EXERCISE OBJECTIVE >> Extract each line holding the word "below" from the entries.
● ● ● ● ● ● ●
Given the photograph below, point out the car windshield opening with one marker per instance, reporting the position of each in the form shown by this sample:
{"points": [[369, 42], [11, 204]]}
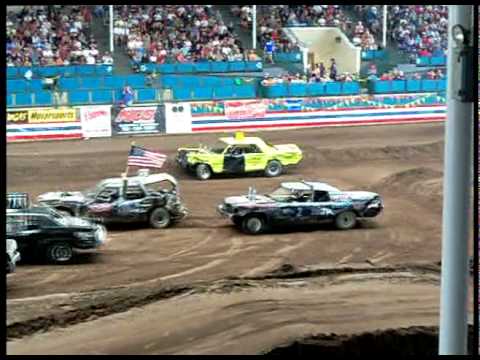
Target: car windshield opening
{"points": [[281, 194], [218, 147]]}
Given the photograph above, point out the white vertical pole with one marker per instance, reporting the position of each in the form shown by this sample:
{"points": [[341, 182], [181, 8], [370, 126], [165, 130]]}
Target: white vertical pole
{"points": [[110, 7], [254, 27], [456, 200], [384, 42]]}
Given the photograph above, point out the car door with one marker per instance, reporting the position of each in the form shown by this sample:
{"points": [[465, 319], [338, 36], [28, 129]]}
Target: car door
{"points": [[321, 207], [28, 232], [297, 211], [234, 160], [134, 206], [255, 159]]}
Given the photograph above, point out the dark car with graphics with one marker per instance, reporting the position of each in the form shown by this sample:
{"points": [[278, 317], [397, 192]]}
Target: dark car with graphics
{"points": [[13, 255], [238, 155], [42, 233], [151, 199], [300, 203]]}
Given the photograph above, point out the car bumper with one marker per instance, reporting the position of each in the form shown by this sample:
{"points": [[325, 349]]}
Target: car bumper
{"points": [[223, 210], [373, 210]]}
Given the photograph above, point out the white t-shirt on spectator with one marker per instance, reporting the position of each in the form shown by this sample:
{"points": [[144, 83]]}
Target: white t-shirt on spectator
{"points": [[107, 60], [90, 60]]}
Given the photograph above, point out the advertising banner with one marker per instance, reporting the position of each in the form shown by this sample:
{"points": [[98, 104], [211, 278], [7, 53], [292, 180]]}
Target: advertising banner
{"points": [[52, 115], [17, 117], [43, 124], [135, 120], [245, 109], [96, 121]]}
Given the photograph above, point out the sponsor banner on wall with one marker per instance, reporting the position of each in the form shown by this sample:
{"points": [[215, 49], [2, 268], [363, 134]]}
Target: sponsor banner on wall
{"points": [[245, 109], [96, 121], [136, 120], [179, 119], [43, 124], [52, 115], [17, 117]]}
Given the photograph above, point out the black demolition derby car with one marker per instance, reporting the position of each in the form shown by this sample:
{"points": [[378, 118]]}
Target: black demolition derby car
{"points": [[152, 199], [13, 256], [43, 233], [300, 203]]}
● ● ● ● ● ● ●
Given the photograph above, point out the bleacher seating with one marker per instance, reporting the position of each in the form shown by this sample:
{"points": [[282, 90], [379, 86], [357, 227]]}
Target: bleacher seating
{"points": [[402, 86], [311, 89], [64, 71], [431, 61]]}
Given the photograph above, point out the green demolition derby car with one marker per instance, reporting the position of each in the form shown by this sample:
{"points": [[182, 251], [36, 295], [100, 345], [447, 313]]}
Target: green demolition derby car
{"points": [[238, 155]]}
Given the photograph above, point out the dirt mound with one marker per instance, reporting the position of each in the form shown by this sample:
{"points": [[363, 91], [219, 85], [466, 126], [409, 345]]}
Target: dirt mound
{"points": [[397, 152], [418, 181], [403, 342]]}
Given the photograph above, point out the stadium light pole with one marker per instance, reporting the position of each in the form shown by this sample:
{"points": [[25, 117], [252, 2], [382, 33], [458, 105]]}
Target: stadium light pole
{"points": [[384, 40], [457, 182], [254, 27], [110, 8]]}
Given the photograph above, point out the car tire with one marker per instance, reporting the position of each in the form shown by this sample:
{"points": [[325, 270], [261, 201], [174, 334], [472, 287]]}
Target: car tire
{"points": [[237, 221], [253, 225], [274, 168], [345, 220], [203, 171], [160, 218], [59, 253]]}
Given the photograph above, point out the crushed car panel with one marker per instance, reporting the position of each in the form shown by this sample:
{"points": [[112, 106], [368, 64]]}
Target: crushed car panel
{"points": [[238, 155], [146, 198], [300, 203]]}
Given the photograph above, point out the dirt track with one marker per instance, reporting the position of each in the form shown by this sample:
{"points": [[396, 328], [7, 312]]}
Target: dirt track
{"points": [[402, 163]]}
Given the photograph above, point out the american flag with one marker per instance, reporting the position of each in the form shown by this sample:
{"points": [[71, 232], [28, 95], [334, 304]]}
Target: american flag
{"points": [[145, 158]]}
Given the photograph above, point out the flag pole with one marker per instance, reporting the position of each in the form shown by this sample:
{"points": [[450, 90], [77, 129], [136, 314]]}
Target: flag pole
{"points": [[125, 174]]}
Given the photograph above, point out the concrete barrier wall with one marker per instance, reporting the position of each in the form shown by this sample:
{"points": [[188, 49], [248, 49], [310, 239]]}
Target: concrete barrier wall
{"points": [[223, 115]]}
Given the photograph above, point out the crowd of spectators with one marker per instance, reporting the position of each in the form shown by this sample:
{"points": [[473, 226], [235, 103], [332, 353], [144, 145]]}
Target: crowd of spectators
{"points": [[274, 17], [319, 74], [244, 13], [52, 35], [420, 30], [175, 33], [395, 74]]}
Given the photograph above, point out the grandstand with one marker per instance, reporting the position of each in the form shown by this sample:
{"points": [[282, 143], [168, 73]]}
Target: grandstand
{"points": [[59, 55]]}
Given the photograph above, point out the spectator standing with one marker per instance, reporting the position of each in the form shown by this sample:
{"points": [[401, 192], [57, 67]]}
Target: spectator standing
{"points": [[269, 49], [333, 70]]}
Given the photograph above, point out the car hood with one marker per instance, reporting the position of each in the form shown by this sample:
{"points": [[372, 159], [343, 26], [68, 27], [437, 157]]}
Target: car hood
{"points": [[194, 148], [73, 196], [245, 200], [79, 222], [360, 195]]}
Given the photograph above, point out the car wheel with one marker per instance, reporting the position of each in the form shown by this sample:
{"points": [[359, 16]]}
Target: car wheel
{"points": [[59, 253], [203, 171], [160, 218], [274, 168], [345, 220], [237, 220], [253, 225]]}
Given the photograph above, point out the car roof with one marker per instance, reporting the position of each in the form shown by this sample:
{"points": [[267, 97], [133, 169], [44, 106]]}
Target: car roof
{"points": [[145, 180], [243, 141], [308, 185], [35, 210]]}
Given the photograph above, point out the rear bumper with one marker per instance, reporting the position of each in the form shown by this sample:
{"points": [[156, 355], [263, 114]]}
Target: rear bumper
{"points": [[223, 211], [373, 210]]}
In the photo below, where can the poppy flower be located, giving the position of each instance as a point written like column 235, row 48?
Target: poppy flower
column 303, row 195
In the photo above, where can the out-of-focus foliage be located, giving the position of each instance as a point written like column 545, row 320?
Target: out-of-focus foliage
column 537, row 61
● ● ● ● ● ● ●
TASK RESULT >>
Given the photograph below, point out the car windshield opening with one marker per instance, reporting the position of each in the form shown by this sample:
In the photo below, where can the poppy flower be located, giving the position of each instance as a point written like column 235, row 48?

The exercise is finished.